EXTRACT PROVIDED:
Announcing their North American launch in a big way, United Imaging undoubtedly stole the show at last year’s RSNA. They now have a full-suite of FDA-approved capital imaging products ready to challenge the established big three: Philips, GE and Siemens.
United Imaging are continuing to grow in the US and their native Asia, supported by Chinese domestic medical device policy. It’s only in Europe where expansion is slow.
With a $5bn valuation they’re in good company, sitting alongside medical imaging unicorns Butterfly Network and Heartflow.
These companies have three factors in common: global ambitions, a large market-size and truly disruptive technology.
There’s no perfect formula to becoming a successful billion-dollar company in medical imaging, or else we’d all be billionaires. However, this combination of ingredients does seem to create a common recipe for success.

WHAT IS REQUIRED: Write out the passage on United Imaging word for word, starting at "Announcing their North" and ending at "expansion is slow.".

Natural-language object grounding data
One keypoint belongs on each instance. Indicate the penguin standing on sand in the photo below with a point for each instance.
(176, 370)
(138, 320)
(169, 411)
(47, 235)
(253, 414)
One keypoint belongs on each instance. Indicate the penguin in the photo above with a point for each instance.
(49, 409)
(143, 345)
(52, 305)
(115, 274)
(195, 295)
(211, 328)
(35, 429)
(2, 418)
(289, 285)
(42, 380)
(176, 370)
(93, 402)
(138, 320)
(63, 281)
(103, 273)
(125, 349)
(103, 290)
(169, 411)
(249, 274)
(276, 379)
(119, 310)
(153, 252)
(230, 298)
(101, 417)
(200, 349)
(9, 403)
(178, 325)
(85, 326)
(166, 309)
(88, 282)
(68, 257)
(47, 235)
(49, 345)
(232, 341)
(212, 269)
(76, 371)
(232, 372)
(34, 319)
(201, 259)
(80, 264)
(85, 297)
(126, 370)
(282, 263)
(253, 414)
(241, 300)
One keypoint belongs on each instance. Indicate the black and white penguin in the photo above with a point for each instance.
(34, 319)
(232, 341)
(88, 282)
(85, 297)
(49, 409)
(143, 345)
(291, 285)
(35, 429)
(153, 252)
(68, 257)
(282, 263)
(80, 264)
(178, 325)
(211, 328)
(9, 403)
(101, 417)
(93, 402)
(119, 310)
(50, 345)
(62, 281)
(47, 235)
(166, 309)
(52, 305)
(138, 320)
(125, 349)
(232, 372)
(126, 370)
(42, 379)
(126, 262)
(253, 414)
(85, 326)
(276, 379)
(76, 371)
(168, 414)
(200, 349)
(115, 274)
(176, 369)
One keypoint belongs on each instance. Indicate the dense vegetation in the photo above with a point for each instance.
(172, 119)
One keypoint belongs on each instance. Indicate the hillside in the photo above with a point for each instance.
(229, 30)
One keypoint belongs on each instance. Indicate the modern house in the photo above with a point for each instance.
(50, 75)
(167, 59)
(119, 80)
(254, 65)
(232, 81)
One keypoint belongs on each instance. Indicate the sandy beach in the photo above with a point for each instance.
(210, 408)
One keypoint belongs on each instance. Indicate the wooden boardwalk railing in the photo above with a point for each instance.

EXERCISE OUTPUT:
Announcing their North American launch in a big way, United Imaging undoubtedly stole the show at last year’s RSNA. They now have a full-suite of FDA-approved capital imaging products ready to challenge the established big three: Philips, GE and Siemens.
United Imaging are continuing to grow in the US and their native Asia, supported by Chinese domestic medical device policy. It’s only in Europe where expansion is slow.